TAREAS Y EJERCICIOS >>
**A.** Transcribe literalmente del documento fuente todo lo que va desde "Algún lector, si" hasta "estoico toque humorístico.".
**B.** En una a tres oraciones, explica por qué, según el documento fuente, los escritos del blog están dirigidos a tipos de lectores tan diversos.

DOCUMENTO FUENTE >>

--

(Comienzo)
Algún lector, si lo hubiere, de estas anotaciones se habrá preguntado alguna vez –quizá con razón, si no es muy perspicaz- por qué escribo esos artículos para tontos que ningún tonto entiende. Más de uno, seguramente, podría considerarme un prepotente. Pero quizá algún otro, por si todavía quedara alguno, percibirá en mi dedicatoria a los tontos una cierta ironía amarga, o un estoico toque humorístico.
Y es que mis escritos en este blog, como reflejo del zoológico de mi mente, están dirigidos a muy diversos tipos de lectores. Tan diversos, que alguno que otro probablemente no existe. Me refiero -como tú, querido Nadie, habrás adivinado mejor que nadie- a una aventura personal que yo durante años llamé 'koala'. Koala eran las siglas de una denominación pedante que no voy a reproducir aquí, y con esa denominación pedante yo denominaba un modelo del lenguaje humano que, en aquellos tiempos, no estaba aún maduro.

--

LISTADO >>
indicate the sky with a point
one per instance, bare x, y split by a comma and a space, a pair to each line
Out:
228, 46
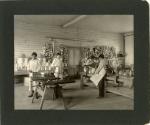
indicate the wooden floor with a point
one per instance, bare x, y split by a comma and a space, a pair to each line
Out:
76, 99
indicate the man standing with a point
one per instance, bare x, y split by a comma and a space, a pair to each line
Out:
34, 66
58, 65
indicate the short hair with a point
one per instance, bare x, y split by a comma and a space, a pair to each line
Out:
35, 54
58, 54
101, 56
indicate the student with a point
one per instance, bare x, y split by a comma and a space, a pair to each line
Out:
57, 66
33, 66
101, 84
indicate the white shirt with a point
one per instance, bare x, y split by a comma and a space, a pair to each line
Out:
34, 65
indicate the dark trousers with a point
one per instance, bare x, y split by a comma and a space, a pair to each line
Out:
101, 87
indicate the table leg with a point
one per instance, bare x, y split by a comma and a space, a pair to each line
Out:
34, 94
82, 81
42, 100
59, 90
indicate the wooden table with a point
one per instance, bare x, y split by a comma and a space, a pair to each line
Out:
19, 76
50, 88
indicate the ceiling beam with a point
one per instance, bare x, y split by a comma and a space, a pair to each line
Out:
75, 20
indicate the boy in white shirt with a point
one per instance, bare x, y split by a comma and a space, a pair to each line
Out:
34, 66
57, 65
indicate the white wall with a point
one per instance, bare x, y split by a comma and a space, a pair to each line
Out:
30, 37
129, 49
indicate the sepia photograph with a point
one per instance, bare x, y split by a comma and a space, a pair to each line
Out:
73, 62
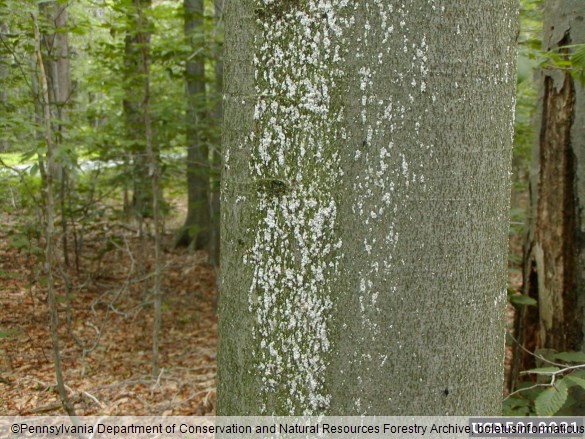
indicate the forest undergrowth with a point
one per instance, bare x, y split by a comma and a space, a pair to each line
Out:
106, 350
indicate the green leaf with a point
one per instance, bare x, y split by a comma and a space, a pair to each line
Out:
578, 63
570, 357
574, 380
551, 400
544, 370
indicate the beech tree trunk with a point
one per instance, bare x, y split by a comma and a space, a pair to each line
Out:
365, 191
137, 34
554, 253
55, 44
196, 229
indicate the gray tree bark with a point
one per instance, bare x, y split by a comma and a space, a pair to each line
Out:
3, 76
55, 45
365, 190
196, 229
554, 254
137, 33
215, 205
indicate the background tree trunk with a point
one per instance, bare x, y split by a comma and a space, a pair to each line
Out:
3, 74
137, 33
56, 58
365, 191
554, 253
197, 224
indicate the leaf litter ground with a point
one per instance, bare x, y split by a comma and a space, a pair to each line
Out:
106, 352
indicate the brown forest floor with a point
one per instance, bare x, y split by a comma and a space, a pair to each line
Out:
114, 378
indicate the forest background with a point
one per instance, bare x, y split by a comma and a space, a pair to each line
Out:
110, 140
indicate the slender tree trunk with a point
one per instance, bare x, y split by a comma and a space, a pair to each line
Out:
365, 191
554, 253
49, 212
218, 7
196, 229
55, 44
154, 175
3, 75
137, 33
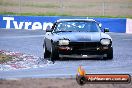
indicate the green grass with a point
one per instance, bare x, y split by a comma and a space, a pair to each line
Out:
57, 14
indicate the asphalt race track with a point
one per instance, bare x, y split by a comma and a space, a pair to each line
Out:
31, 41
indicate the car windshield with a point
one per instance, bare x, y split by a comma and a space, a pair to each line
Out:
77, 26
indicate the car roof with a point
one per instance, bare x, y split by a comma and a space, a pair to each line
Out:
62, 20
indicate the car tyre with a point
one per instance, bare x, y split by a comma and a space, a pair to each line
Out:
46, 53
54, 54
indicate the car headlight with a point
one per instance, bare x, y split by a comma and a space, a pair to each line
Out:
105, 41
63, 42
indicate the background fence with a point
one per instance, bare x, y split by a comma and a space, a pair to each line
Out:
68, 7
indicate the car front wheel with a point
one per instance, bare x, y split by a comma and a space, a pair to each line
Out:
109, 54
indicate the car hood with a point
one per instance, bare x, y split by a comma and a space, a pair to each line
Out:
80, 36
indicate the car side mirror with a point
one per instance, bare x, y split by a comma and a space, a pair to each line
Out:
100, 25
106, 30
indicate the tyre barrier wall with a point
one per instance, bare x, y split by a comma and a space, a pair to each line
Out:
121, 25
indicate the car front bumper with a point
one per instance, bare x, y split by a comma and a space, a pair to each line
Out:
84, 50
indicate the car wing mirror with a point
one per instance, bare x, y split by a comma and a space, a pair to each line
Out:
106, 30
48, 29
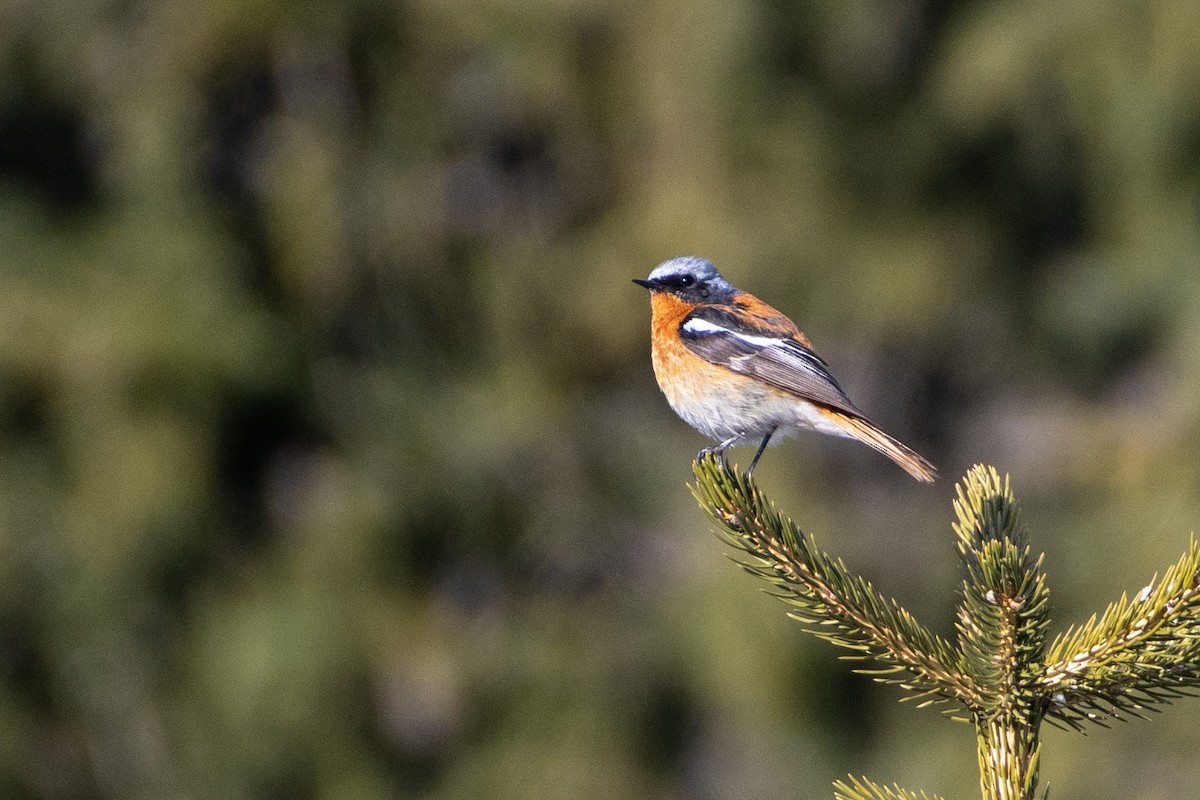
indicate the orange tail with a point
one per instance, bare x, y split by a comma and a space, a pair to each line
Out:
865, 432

--

SOLUCIONES EN ORDEN >>
**A.**
Algún lector, si lo hubiere, de estas anotaciones se habrá preguntado alguna vez –quizá con razón, si no es muy perspicaz- por qué escribo esos artículos para tontos que ningún tonto entiende. Más de uno, seguramente, podría considerarme un prepotente. Pero quizá algún otro, por si todavía quedara alguno, percibirá en mi dedicatoria a los tontos una cierta ironía amarga, o un estoico toque humorístico.

**B.** Los escritos del blog están dirigidos a lectores muy diversos porque son un reflejo del zoológico de la mente de quien los escribe. Esa diversidad llega a tal punto que probablemente alguno de esos lectores ni siquiera existe.